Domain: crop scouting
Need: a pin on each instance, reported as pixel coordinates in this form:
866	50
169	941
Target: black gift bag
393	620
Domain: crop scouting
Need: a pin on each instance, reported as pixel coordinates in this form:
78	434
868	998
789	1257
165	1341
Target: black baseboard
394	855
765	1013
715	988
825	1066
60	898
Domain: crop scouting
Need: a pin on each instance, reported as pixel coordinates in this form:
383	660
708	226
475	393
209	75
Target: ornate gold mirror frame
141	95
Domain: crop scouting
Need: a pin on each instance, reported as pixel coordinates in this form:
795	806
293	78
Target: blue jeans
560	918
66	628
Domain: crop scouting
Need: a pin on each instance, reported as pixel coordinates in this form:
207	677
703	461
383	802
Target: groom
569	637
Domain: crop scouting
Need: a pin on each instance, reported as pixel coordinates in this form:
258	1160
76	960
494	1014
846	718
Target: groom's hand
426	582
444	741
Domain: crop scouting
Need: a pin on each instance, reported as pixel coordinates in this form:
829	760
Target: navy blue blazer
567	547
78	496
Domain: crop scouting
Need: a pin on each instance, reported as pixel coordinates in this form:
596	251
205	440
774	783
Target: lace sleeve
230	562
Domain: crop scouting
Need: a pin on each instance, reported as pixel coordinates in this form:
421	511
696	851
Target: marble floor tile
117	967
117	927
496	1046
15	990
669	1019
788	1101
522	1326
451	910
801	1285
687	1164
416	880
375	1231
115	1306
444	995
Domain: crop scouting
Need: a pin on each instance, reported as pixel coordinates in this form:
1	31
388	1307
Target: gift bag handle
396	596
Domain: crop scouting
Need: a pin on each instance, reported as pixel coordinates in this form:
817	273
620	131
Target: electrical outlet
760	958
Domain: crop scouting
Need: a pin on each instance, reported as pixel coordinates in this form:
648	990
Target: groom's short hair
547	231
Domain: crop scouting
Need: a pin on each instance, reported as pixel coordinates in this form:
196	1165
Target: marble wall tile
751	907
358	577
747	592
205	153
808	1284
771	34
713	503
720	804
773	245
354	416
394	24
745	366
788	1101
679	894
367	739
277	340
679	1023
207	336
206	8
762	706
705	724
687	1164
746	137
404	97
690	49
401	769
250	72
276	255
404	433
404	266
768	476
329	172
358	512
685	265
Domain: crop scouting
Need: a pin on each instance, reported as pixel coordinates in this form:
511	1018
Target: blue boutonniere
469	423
==========
* _What you should do_: Repeat the data exactly, with every line included.

* _Answer below_:
Domain: crop scouting
Need: a pin on each instance, reported as pixel coordinates in this form:
866	50
169	941
Target: black gift bag
393	620
Domain: crop scouting
Need: a pin on each instance, reported as pixel coordinates in this form:
78	434
868	998
789	1257
165	1341
Target: black baseboard
394	855
765	1013
715	988
825	1066
60	898
Domain: crop scouting
Need: a pin on each instance, reported as pixel coordinates in this form:
383	660
708	226
475	393
209	75
Target: ornate gold mirror frame
141	95
Domain: crop scouting
Need: a pin on each instance, reported as pixel coordinates in this form:
795	806
293	78
Target: blue jeans
560	918
66	628
Domain: crop scouting
Need: a pin on each instance, reported as pixel coordinates in this form:
207	677
703	461
383	802
Target: groom
569	637
Domain: crop scouting
Need: a pin on each instance, reported as pixel coordinates in this form:
258	1160
76	960
494	1014
846	718
Target: groom's hand
426	582
444	741
Domain: crop scouting
Need: a pin on each instance, reported as pixel coordinates in this form:
829	760
Target: navy blue blazer
567	547
78	496
Domain: crop scouting
Need: a pin on each instance, reported as pixel coordinates in this form:
596	251
205	440
774	783
Target: lace sleeve
230	562
Domain: crop scouting
Need: a pin on each instance, reported as pixel coordinates in this form:
421	511
696	851
Target: marble floor tile
117	967
117	927
496	1046
15	990
669	1019
788	1101
522	1326
451	910
801	1285
687	1164
416	880
375	1231
115	1306
444	995
Domain: crop scouting
Need: a pin on each instance, reported as pixel coordinates in this form:
1	31
388	1307
Target: gift bag handle
396	596
Domain: crop scouting
Need: a pin on each instance, reported as pixel coordinates in this form:
817	273
620	131
Target: electrical outlet
760	958
Domain: crop scouting
Need: a pin on each instance, reported as pixel coordinates in this form:
648	990
Target: groom's short hair
547	231
Domain: crop scouting
Need: a pin on each instance, reported as pixel coordinates in this form:
196	1165
Target: marble wall tile
751	907
358	577
747	592
205	153
808	1284
771	34
713	503
720	804
773	245
354	416
394	24
745	366
788	1101
679	894
367	739
277	340
679	1023
207	336
206	8
762	706
705	724
687	1164
746	137
404	97
690	49
401	769
250	72
276	255
404	433
404	266
768	476
329	172
358	512
685	265
Domain: crop scouting
Need: a pin on each instance, reported as pixel coordinates in this form:
511	1018
Target: blue boutonniere
469	423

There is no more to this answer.